>> start

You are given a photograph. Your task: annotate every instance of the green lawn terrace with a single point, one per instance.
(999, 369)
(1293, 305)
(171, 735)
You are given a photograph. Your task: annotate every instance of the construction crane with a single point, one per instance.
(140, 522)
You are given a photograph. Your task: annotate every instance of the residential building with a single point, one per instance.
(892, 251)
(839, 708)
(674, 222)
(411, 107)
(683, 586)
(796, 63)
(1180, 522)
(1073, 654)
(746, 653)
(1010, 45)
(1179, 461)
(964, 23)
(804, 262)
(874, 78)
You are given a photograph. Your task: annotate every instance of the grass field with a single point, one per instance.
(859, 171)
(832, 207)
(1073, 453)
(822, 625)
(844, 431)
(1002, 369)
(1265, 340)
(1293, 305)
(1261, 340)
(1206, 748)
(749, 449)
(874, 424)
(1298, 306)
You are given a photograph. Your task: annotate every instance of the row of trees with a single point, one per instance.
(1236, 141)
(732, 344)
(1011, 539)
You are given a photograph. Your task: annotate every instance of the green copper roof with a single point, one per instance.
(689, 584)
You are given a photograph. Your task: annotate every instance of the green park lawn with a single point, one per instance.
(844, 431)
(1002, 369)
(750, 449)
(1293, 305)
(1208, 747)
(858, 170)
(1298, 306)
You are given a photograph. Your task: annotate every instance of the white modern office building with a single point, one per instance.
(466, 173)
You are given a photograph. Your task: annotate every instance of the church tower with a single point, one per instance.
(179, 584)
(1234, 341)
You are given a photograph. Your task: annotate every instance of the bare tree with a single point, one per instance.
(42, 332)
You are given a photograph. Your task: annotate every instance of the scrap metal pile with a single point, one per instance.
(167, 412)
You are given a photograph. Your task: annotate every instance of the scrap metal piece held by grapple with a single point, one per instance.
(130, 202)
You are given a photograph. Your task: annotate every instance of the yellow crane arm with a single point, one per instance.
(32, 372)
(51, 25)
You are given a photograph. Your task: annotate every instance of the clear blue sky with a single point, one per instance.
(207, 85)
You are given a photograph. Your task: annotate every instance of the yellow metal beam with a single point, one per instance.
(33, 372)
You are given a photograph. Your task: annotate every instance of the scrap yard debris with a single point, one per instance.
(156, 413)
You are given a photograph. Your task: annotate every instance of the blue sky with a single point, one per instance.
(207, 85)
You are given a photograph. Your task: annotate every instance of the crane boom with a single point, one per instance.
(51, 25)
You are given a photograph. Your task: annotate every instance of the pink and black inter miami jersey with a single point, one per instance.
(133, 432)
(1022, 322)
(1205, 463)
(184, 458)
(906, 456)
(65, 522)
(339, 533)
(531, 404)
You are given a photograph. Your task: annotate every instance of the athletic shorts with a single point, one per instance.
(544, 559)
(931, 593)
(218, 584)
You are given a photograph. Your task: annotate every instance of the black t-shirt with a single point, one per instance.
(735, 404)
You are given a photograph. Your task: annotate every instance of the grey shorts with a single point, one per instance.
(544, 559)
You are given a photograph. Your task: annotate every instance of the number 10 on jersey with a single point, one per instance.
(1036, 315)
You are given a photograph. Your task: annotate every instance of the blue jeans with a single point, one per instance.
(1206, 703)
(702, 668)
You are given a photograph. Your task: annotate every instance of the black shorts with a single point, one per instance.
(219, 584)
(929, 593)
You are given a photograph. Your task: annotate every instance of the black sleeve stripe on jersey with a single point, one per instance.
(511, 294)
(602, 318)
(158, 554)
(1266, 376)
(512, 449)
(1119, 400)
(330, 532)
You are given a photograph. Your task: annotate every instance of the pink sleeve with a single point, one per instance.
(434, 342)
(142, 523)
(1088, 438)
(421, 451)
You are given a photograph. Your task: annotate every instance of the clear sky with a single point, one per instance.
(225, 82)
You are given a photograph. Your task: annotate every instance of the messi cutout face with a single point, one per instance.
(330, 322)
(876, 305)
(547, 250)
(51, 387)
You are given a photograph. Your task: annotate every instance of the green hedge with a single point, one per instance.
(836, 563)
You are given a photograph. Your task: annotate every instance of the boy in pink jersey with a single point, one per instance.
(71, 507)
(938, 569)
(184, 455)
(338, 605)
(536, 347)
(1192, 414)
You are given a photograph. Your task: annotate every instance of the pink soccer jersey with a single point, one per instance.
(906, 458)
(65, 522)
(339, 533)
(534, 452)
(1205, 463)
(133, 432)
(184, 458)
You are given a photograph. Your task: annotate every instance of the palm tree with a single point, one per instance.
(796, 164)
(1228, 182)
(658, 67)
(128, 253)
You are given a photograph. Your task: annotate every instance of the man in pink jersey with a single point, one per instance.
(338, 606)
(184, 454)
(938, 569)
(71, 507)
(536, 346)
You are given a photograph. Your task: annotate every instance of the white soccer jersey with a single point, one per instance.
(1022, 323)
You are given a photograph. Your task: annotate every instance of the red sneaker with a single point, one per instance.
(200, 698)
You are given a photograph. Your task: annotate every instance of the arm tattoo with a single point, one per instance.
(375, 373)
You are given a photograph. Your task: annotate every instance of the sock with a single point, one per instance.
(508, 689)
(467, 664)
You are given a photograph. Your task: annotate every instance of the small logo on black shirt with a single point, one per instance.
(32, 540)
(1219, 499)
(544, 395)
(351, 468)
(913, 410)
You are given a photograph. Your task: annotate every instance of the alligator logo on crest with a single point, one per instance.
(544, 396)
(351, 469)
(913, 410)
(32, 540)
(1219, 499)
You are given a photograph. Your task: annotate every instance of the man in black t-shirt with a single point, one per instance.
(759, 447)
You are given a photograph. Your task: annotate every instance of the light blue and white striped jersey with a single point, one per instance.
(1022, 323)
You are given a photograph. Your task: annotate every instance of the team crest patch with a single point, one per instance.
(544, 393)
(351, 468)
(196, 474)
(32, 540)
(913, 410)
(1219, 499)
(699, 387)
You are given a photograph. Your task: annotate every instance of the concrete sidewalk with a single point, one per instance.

>> end

**Challenge**
Repeat the entries from the line containing "tattoo with a single point, one per instance." through the last entry, keeping every request line, and add 44 to each number in the point coordinates.

**Response for this exercise**
You are given a photograph. Your task: annotate every instance of the arm tattoo with a single point, one per instance.
(419, 417)
You are given a photograph. Your task: annotate every instance of the sock with a single point, one per instance.
(552, 733)
(511, 708)
You are given a photograph. Your task: annotate every instance of the small logo on black shirt with a single point, one per instance.
(76, 584)
(1263, 543)
(588, 439)
(395, 512)
(957, 454)
You are given a photograph. Your task: annotate every instance of the alligator logo on crest with a single point, one per instance.
(588, 440)
(395, 513)
(957, 454)
(76, 584)
(1263, 543)
You are given a photograph. Your task: annotate every instance of the man in black t-shirt with a single point, one per instance.
(803, 491)
You are given a photograph. Your task: annotate every instance of the light blue and white striped jersey with a single point, one per instance.
(1066, 367)
You are given a photograph. Your task: annotate every instance of the team crest patch with a single point, one per instance.
(588, 437)
(395, 512)
(240, 518)
(76, 584)
(957, 454)
(1263, 543)
(743, 431)
You are given a photograph. Your task: annotate every instance of the concrete sidewalk with a single point, one per instance.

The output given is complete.